━━ Data for analysis ━━

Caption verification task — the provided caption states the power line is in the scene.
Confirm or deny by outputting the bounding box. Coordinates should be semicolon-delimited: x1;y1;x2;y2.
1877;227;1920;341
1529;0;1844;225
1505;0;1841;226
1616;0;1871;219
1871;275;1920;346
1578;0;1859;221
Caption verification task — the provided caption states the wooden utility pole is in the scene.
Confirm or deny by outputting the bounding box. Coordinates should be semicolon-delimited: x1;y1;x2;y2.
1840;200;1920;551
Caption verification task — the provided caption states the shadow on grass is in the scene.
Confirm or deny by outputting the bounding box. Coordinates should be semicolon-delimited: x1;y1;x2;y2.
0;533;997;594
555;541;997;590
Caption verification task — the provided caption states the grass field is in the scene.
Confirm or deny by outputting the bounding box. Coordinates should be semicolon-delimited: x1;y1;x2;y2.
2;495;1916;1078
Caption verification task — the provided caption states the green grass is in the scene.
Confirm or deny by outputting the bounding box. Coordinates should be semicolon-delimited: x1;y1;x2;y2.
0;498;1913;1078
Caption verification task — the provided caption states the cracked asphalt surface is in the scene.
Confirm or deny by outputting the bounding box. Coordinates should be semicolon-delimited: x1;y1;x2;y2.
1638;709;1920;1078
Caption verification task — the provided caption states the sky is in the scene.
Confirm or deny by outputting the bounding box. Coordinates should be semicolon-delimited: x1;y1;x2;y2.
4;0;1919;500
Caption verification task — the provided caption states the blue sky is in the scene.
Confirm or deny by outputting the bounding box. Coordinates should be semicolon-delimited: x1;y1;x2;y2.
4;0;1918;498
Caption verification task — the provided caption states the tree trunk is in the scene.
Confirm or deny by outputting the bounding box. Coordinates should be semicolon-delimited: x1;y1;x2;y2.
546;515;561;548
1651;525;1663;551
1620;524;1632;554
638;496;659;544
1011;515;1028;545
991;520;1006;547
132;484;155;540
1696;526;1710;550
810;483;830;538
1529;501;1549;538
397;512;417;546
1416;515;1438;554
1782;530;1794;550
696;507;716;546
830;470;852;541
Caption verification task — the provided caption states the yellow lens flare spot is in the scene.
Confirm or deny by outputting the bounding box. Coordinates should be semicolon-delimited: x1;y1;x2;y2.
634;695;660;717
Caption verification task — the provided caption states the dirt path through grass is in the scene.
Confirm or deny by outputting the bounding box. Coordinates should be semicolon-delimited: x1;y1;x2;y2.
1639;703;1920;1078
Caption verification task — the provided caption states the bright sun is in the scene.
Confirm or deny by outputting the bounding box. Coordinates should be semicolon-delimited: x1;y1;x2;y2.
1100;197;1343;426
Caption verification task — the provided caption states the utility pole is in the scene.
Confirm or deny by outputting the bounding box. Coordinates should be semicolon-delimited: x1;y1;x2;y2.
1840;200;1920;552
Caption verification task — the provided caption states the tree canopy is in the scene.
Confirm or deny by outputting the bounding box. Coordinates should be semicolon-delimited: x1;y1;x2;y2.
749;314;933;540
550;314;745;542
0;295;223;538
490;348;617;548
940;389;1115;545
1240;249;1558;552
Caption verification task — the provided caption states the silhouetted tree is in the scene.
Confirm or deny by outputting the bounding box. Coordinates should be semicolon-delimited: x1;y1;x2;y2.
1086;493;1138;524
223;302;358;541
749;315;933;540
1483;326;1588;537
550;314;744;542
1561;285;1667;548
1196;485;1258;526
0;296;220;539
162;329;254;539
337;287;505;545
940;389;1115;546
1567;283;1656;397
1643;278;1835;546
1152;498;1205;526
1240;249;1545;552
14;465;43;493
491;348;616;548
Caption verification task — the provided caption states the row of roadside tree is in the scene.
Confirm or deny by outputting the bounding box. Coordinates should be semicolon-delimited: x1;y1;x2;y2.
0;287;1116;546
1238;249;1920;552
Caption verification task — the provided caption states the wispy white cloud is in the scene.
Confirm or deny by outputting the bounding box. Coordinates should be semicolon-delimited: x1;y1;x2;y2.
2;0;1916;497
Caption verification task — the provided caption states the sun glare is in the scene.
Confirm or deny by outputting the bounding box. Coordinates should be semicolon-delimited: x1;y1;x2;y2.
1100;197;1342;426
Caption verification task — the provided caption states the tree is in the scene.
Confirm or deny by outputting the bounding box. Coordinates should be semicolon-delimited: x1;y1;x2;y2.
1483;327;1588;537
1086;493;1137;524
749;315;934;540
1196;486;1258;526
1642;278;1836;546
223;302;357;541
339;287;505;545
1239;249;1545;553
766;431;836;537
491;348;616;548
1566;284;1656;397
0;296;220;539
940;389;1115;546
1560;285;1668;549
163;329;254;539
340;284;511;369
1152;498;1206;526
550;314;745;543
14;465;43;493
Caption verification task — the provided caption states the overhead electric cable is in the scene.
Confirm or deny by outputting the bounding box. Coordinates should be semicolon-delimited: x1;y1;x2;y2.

━━━

Directions: Find the word "pole" in the records. Copy every line it appears in.

The completed task:
Caption verification task — the provided caption states the wooden utility pole is in the scene.
Caption verification task — the provided caption states the utility pole is in the scene.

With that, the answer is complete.